Exercices >>
1 > Recopiez le passage du texte sur l'affaire LuxLeaks qui commence à "L’histoire vue de" et se termine à "responsabilité que l’actuel gouvernement.", en changeant "brutal" en "violent".
2 > Prolongez, s'il vous plaît, le texte sur l'affaire LuxLeaks en reprenant juste après sa dernière phrase.

#### Texte à étudier ####

L’histoire vue de l’intérieur de LuxLeaks, qui a été l’électrochoc médiatique le plus brutal qu’a connu la place financière, reste donc à écrire et des explications supplémentaires s’imposent, notamment de la part des anciens dirigeants politiques qui en portent tout autant la responsabilité que l’actuel gouvernement.

Dans la séance d’explications, (la deuxième en une semaine), vendredi 14 novembre devant les membres de la commission des finances et du budget (Cofibu) et passé son coup de sang du briefing trois heures plus tôt où il avait invectivé une journaliste dont il trouvait les questions «inamicales», Pierre Gramegna a retracé la chronologie de l’affaire LuxLeaks.

Une lettre d’ICIJ à Juncker laissée sans réponse

Il se souvient avoir appris «le 30 ou 31 octobre de sources concordantes» l’imminence de la publication d’une enquête journalistique sur le Luxembourg et d’en avoir informé le Premier ministre Xavier Bettel. Le ministre des Finances a indiqué n’avoir eu consciente de «l’ampleur de l’attaque» que lors de la publication du premier article dans la presse australienne, le 5 novembre au soir.

Les leaders du CSV ont renouvelé vendredi soir leurs reproches au ministre de ne pas avoir pris suffisamment au sérieux le courrier qui lui avait été adressé par l’ICIJ, le consortium international de journalistes d’investigation, en date du 14 octobre. «Vous auriez dû vous douter que ce serait du solide», lui a lancé Laurent Mosar, déclaration reprise dans le compte rendu de la Chambre des députés à la suite de la commission des finances.

Le communiqué ne dit pas, en revanche, que des députés du DP ont rapidement renvoyé la balle dans le camp du CSV en affirmant que l’un de leurs membres à la commission des finances et du budget, en l’occurrence Jean-Claude Jucker (il a démissionné de la Chambre des députés avec effet au 1er novembre, lorsqu’il a pris ses fonctions à la tête de la Commission européenne), avait reçu du consortium des journalistes et à la même date que Pierre Gramegna, une demande identique ainsi que plusieurs relances lui demandant de s’expliquer sur les rulings pendant son mandat de chef de gouvernement. Le service de presse de Juncker n’a pas donné suite aux sollicitations d’ICIJ.

#### Jeu de données ####

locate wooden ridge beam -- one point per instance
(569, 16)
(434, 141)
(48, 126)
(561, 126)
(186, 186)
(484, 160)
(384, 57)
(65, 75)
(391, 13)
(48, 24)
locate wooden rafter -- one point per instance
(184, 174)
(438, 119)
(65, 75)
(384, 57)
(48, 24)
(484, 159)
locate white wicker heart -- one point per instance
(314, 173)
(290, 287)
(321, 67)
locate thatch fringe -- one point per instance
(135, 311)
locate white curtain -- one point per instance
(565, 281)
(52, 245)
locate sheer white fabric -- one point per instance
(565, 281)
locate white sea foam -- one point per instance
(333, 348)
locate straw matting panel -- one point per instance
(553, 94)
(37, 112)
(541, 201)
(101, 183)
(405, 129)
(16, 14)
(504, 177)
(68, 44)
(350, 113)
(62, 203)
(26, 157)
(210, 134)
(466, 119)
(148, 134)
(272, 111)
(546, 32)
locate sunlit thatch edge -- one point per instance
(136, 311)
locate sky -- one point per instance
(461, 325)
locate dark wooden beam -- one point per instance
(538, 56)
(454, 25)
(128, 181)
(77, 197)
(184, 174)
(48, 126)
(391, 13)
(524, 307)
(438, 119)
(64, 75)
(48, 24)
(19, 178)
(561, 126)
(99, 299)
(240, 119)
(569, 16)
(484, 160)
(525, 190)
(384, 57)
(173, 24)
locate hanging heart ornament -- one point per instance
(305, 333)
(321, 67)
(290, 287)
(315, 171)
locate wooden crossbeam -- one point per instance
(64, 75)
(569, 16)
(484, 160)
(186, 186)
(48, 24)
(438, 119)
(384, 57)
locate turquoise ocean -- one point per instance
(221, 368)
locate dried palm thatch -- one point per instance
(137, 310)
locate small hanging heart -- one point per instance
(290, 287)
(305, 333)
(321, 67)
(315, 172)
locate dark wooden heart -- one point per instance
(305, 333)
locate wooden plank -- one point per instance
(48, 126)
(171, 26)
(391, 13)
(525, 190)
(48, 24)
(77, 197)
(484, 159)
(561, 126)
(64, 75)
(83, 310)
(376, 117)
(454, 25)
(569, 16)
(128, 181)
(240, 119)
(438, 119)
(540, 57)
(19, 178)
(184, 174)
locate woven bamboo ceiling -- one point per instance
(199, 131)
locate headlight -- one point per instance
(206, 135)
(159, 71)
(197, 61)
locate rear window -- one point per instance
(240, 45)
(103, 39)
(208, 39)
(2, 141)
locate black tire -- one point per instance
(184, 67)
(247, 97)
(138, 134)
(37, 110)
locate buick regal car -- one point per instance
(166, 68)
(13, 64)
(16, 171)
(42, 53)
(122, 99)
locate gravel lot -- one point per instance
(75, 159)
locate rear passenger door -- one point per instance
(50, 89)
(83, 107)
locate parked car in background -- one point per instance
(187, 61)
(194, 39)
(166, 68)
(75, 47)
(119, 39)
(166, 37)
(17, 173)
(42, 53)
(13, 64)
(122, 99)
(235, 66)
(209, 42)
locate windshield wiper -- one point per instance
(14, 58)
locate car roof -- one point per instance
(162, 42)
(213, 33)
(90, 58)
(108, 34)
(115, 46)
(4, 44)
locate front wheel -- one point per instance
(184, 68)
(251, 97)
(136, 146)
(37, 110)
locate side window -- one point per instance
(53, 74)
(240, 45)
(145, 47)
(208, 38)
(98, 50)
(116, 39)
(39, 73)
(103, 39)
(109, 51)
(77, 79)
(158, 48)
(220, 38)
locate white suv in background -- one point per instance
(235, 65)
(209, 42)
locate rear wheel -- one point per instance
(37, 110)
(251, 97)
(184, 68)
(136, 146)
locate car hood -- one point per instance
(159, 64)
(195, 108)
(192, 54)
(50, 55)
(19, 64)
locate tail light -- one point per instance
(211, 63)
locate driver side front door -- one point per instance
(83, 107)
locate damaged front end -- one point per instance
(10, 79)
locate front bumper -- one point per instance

####

Réponses attendues >>
1 >
L’histoire vue de l’intérieur de LuxLeaks, qui a été l’électrochoc médiatique le plus violent qu’a connu la place financière, reste donc à écrire et des explications supplémentaires s’imposent, notamment de la part des anciens dirigeants politiques qui en portent tout autant la responsabilité que l’actuel gouvernement.

2 >
Dans un échange de courriel dont Paperjam.lu a eu connaissance, Marina Walker Guevara, écrit que le consortium n’a pas seulement demandé à Juncker de prendre position, elle l’en a «prié» et a eu de multiples contacts par lettres et e-mail de longue date avec son service de presse, sans que l’intéressé y ait jamais répondu.

«Juncker, qui faisait encore partie de la Cofibu, avait eu une information identique à celle de Gramegna et il n’a pas donné l’alerte ni informé ni sa fraction, ni les députés ni le gouvernement de l’affaire», raconte un député qui était présent vendredi.

Juncker, Frieden et Mouget «invités» le 5 décembre

Dans les couloirs de la Chambre des députés, on apprenait également que la lettre d’ICIJ du 14 octobre circulait peu après sa réception sur la place financière et qu’un ancien fonctionnaire de la rue de la Congrégation, passé dans le secteur privé, en avait eu connaissance avant la révélation de LuxLeaks, ce qui fait subodorer une fuite au niveau du ministère des Finances.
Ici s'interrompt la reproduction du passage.